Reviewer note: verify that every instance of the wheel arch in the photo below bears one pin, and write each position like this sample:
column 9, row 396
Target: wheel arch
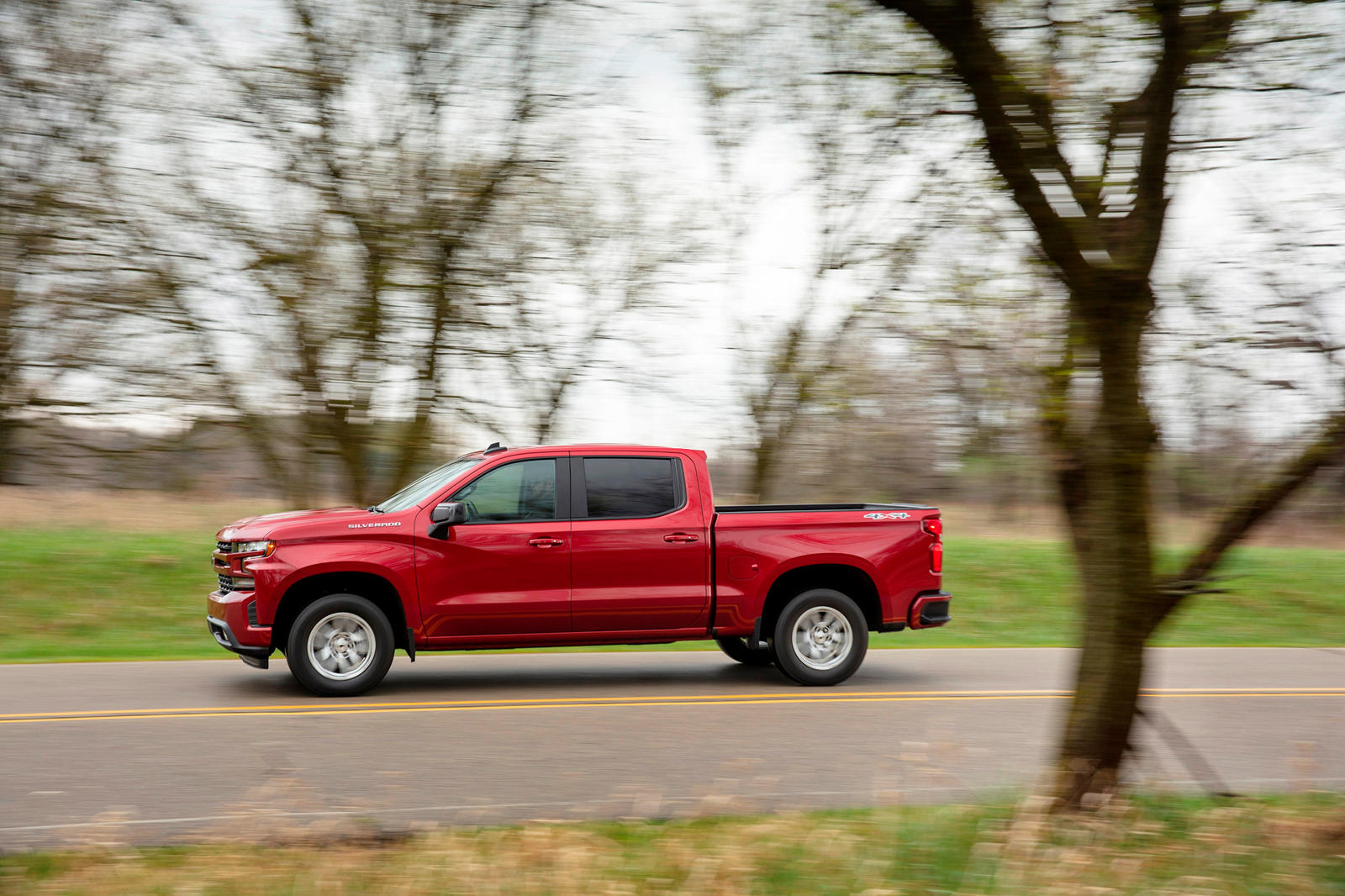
column 373, row 587
column 849, row 580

» Task details: Write out the records once more, word for word, though without the pictures they contain.

» Solution:
Reviewer note: verify that every instance of the wheel arch in the photo below bears one pin, and write each position like this sample:
column 9, row 396
Target: wheel arch
column 373, row 587
column 849, row 580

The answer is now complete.